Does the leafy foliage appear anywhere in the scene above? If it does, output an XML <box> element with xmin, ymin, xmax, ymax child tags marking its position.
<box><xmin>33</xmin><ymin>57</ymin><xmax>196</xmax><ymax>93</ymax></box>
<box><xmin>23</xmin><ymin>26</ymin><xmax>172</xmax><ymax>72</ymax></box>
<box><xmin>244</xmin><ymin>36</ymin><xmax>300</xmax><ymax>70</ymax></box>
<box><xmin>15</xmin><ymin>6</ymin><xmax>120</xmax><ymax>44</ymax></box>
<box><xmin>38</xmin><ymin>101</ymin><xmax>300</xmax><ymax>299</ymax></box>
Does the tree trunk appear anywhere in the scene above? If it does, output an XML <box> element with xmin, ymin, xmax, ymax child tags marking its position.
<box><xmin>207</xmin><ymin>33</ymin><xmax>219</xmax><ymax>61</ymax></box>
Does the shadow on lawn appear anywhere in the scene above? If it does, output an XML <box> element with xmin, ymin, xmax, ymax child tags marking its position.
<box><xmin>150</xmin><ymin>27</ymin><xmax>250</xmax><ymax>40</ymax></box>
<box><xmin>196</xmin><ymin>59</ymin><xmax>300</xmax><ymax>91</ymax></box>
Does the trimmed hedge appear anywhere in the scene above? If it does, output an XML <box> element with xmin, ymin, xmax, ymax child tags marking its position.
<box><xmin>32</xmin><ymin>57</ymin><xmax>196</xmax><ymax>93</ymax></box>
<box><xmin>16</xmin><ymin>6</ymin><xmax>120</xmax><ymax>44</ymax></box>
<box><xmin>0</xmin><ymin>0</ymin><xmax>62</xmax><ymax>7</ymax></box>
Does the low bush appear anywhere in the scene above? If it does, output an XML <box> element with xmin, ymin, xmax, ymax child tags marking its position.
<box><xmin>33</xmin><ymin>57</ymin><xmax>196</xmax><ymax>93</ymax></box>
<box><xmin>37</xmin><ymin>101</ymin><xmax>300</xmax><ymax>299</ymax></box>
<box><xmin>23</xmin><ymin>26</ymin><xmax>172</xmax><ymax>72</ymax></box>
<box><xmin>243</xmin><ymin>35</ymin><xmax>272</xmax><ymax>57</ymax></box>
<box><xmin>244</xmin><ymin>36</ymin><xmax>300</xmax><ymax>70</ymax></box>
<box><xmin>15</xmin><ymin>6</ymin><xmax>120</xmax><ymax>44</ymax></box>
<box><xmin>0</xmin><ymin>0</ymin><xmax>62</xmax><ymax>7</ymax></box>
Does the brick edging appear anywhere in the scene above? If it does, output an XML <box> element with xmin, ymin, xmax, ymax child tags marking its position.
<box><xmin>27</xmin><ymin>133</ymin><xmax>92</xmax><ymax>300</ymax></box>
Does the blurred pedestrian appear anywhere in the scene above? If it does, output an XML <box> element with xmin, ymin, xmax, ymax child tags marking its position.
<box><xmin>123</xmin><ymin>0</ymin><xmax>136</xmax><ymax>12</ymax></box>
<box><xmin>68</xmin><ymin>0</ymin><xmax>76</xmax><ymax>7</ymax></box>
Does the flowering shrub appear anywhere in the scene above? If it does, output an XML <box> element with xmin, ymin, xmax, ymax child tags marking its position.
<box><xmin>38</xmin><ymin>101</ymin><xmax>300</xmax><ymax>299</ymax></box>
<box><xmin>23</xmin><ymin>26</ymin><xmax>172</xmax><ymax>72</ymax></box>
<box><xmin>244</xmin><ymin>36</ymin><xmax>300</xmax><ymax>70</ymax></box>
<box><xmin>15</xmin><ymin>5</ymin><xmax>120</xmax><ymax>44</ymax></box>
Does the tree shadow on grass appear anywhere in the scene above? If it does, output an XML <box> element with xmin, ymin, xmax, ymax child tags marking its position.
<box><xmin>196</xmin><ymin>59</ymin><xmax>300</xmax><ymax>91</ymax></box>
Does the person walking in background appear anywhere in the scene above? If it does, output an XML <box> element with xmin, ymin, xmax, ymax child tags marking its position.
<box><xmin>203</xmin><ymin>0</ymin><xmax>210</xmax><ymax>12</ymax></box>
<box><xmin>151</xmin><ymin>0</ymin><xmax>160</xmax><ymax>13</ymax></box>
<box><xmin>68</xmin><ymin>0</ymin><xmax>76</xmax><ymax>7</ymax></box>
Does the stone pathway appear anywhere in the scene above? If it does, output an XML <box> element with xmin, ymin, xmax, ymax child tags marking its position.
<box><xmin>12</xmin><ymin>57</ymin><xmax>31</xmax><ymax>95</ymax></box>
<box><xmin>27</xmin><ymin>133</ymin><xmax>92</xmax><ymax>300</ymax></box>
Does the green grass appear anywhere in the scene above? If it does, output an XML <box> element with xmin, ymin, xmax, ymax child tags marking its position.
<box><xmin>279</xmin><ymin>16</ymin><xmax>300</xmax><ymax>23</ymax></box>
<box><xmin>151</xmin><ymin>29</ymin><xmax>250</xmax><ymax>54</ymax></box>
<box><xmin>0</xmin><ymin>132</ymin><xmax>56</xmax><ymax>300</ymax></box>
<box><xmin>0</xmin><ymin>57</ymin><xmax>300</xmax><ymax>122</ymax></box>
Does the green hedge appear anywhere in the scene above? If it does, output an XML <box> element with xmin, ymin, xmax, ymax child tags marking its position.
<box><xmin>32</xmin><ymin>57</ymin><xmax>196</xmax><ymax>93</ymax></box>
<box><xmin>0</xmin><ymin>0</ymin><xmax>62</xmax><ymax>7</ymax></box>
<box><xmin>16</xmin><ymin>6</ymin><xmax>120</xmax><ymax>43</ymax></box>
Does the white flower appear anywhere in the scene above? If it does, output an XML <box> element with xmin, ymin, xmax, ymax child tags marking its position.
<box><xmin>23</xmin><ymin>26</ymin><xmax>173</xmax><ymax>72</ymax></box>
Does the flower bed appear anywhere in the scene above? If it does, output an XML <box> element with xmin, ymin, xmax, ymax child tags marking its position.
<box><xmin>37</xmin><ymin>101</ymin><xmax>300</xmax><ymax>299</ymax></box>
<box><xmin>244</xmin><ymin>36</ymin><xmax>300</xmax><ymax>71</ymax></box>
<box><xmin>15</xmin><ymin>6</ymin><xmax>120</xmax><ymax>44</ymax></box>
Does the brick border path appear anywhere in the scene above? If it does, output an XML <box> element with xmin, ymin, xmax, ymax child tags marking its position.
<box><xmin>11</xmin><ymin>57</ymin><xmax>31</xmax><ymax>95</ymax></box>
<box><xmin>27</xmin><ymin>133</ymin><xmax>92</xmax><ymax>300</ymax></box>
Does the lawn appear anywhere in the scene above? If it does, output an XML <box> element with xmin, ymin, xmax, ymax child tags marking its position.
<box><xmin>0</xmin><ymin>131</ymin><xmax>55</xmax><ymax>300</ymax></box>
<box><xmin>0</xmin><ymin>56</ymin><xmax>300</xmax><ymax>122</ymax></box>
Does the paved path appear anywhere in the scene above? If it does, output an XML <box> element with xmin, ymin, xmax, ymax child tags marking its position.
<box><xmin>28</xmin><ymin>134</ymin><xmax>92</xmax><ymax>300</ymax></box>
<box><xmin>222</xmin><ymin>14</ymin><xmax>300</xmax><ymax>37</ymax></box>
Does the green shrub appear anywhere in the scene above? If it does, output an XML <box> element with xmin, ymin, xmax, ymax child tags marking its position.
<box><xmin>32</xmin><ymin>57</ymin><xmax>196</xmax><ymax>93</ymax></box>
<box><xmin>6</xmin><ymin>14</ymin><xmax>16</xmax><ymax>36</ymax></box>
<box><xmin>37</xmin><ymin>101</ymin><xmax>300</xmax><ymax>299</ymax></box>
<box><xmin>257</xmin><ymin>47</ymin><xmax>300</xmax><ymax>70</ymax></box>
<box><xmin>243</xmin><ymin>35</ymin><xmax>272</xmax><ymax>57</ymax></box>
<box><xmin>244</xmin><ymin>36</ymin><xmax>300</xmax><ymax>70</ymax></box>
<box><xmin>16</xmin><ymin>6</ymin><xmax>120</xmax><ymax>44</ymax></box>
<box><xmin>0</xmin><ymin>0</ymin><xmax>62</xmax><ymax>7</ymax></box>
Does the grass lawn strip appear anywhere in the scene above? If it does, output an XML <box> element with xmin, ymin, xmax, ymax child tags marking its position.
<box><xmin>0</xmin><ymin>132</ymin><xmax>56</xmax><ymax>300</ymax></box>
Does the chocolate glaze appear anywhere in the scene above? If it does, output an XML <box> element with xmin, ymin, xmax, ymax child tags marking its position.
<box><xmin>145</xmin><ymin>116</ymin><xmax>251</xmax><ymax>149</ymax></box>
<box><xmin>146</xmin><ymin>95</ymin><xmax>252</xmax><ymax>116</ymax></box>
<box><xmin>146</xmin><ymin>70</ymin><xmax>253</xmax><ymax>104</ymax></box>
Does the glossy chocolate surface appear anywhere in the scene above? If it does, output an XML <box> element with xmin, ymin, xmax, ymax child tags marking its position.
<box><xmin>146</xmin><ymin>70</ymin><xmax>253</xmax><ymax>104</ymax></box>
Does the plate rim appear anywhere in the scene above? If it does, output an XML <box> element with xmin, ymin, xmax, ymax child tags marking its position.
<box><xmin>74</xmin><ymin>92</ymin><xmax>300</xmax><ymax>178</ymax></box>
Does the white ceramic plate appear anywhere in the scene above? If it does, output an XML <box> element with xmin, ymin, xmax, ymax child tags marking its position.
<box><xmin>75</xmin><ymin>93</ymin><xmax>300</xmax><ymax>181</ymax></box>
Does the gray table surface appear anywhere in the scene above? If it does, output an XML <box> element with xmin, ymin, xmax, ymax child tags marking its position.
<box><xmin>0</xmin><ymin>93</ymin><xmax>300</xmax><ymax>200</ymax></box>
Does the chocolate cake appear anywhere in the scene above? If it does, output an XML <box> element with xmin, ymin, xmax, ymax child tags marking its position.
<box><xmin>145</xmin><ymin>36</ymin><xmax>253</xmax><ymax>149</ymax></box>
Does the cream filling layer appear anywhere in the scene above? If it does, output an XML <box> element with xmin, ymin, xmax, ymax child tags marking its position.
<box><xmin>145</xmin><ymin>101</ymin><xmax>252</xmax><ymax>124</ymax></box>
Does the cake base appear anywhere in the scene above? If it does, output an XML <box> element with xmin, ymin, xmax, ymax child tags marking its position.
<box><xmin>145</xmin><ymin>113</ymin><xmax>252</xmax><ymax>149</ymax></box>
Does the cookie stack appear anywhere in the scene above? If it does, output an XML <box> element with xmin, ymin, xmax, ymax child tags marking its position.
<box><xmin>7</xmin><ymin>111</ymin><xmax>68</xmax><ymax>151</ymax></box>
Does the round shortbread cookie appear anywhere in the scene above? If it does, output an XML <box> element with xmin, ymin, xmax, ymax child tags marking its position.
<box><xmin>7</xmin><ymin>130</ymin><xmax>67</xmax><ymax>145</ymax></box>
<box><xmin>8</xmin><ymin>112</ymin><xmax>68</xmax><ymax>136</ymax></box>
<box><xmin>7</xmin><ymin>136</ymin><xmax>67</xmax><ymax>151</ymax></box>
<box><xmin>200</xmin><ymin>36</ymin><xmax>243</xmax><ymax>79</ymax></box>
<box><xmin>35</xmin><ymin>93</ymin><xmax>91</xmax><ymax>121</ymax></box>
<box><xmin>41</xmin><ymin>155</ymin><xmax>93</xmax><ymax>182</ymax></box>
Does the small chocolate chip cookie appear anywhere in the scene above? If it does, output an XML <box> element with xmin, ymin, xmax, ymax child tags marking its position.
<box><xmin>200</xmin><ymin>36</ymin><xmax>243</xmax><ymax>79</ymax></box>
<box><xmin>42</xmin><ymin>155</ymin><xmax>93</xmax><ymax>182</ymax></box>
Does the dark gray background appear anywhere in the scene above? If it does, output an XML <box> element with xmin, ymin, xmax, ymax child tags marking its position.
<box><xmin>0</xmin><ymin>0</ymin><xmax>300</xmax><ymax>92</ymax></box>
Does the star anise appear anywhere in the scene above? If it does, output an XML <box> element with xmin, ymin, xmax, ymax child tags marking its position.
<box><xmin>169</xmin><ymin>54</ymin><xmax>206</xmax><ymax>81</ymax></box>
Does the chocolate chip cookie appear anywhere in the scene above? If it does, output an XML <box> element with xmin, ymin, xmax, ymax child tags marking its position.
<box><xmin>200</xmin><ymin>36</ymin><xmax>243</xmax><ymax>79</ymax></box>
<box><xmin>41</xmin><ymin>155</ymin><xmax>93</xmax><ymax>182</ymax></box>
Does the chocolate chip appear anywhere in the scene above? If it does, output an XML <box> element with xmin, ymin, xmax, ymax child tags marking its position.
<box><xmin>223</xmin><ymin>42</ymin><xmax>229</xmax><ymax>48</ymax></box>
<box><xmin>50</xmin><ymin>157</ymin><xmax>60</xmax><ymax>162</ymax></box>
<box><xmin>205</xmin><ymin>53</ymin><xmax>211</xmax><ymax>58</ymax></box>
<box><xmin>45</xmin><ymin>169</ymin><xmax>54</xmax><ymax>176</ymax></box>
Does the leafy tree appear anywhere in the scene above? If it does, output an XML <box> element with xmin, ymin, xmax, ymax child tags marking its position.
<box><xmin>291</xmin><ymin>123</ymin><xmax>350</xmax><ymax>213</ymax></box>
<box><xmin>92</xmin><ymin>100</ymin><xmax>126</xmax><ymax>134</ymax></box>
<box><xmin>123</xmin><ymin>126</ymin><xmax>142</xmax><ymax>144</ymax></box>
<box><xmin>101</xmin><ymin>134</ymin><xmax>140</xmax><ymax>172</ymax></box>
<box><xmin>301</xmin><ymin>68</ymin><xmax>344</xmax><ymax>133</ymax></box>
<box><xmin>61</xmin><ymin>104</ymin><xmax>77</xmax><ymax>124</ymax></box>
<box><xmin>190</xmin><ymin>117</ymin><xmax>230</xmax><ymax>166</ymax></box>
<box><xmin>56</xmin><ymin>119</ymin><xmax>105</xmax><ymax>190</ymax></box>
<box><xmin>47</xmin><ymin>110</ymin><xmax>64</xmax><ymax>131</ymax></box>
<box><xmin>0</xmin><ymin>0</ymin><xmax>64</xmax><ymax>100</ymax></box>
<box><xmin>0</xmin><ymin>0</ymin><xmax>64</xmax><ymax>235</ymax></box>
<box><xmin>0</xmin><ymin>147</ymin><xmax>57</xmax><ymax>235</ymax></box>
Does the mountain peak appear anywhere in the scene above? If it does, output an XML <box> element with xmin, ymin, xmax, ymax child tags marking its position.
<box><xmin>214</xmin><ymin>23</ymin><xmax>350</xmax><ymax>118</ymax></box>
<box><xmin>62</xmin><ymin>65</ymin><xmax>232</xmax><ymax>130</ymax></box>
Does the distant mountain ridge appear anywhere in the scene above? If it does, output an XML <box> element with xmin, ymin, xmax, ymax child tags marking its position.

──────

> _Goal_
Return each line from the entries above that contains the word "grass". Only matches with the same uppercase and lowercase letters count.

> _Task answer_
Does the tree shadow on grass appear anywhere in the scene above? If it does, output an XML <box> element with xmin, ymin, xmax, ymax child tags marking its position.
Does the green grass appear anywhere in the scene above? If it does, output an XML <box> element with xmin, ymin, xmax, ymax child tags marking its position.
Does the grass lawn strip appear anywhere in the scene above? If it does, output an XML <box> element with xmin, ymin, xmax, ymax child tags marking its position.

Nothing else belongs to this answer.